-- Texte proposé --
☆ ☆ ☆ ☆ ☆ ☆ ☆

Au-delà du chef-d’œuvre de Victor Hugo, l’anthologie Notre-Dame des écrivains propose, selon Michel Crépu, « une conversation entre regards ». Loin d’être une simple encyclopédie littéraire, ce recueil fait dialoguer aussi bien les textes que les époques. « Notre-Dame de Paris est un monument complexe, qui suscite des émotions complexes. La cathédrale renvoie, dans la littérature à une grande variété de sentiments », souligne Maryvonne de Saint-Pulgent, présidente du Comité d’histoire au ministère de la Culture. Jugée « impressionnante et sombre » dans certaines œuvres, elle est perçue comme « un sanctuaire rassurant, un lieu de rêveries poétiques » dans d’autres.

Les lignes de Notre-Dame de Paris ne sont pas verticales mais horizontales, ce sont les lignes d’un livre 

Autre regard : celui, plus inattendu, de la littérature policière. Auteur reconnu de ce genre littéraire, Alexis Ragougneau est frappé par les multiples facettes de l’édifice. « C’est un bastion de la religion catholique, un lieu qui se protège du monde extérieur. Mais c’est aussi une tour de Babel, rassemblant chaque jour des dizaines de milliers de touristes », souligne le romancier, qui rappelle qu’il a été, pendant plus d’un an, employé en tant que surveillant à Notre-Dame. « Je suis, initialement, un dramaturge et ce poste m’a rapidement donné envie de créer des scènes, des histoires. Mais je ne l’ai pas fait sous forme de pièce de théâtre, car Notre-Dame de Paris est déjà un théâtre », déclare-t-il. Un lieu où se jouent des querelles et des contradictions que l’on retrouve à l’échelle de la France. Pour lui, « décrire Notre-Dame, c’est décrire notre pays ».

A l’image du roman, Notre-Dame est en effet le reflet du monde qui l’entoure. Son lien avec la littérature rejaillit jusque dans son architecture. « Les lignes de Notre-Dame de Paris ne sont pas verticales mais horizontales, ce sont les lignes d’un livre », souligne Maryvonne de Saint-Pulgent. Quoi de plus logique, dès lors, que de se consoler par la lecture du drame qui a frappé cette « bible de pierre » ? « Il n’y a pas eu de morts dans cet incendie, mais celui-ci a néanmoins été à l’origine d’un grand chagrin collectif, sans que l’on sache très bien sa signification. Si cette anthologie a un mérite, c’est bien celui d’éclairer un peu cette peine qui est restée à nos côtés », conclut Michel Crépu.

☆ ☆ ☆ ☆ ☆ ☆ ☆

-- Lignes de données --
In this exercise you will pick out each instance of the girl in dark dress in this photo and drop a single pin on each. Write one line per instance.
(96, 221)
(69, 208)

☆ ☆ ☆ ☆ ☆ ☆ ☆

-- Exercices proposés --
**1.** Répondez aux questions suivantes sur le texte consacré à Notre-Dame :
(a) Quelle fonction Maryvonne de Saint-Pulgent occupe-t-elle ?
(b) Pendant combien de temps Alexis Ragougneau a-t-il été surveillant à Notre-Dame ?
(c) Par quelle expression entre guillemets la cathédrale est-elle désignée dans le dernier paragraphe ?
**2.** Dans le texte consacré à Notre-Dame, pouvez-vous modifier le passage compris entre « A l’image du » et « conclut Michel Crépu. », bornes incluses, en remplaçant « chagrin » par « deuil » ?

-- Réponses --
**1.**
(a) Elle est présidente du Comité d’histoire au ministère de la Culture.
(b) Pendant plus d’un an.
(c) « bible de pierre ».

**2.**
A l’image du roman, Notre-Dame est en effet le reflet du monde qui l’entoure. Son lien avec la littérature rejaillit jusque dans son architecture. « Les lignes de Notre-Dame de Paris ne sont pas verticales mais horizontales, ce sont les lignes d’un livre », souligne Maryvonne de Saint-Pulgent. Quoi de plus logique, dès lors, que de se consoler par la lecture du drame qui a frappé cette « bible de pierre » ? « Il n’y a pas eu de morts dans cet incendie, mais celui-ci a néanmoins été à l’origine d’un grand deuil collectif, sans que l’on sache très bien sa signification. Si cette anthologie a un mérite, c’est bien celui d’éclairer un peu cette peine qui est restée à nos côtés », conclut Michel Crépu.